Excerpts from a dataset
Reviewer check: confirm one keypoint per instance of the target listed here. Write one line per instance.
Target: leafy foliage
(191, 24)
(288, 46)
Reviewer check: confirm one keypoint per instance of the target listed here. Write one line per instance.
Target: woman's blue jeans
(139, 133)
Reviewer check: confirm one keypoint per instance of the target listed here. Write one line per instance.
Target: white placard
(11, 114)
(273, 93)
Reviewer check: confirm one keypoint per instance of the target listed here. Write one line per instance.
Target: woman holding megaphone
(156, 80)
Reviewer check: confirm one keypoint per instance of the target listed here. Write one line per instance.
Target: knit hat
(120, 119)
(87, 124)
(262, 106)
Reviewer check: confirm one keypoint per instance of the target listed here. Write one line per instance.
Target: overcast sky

**Your goal:** All of the data needs to be printed once more, exactly.

**Output below:**
Reviewer check: confirm one keypoint per instance of the target listed here. Write one line per instance.
Target: leafy foliage
(191, 24)
(288, 46)
Reviewer check: confirm one keypoint per instance of the target listed here. Write one line per instance.
Target: woman's blue jeans
(139, 133)
Reviewer check: confirm one keypoint per instance of the target listed here. Write one line per instance.
Target: white placard
(11, 114)
(273, 93)
Reviewer check: confirm one keypoint per instance of the target listed here. Write one line per instance.
Target: woman holding megaphone
(156, 80)
Reviewer check: confirm one keypoint per instance of the target listed here. Write one line per instance.
Target: knit hat
(120, 119)
(87, 124)
(262, 106)
Reviewer check: confirm one keypoint per instance of the target listed here. Write one line per instance.
Target: overcast sky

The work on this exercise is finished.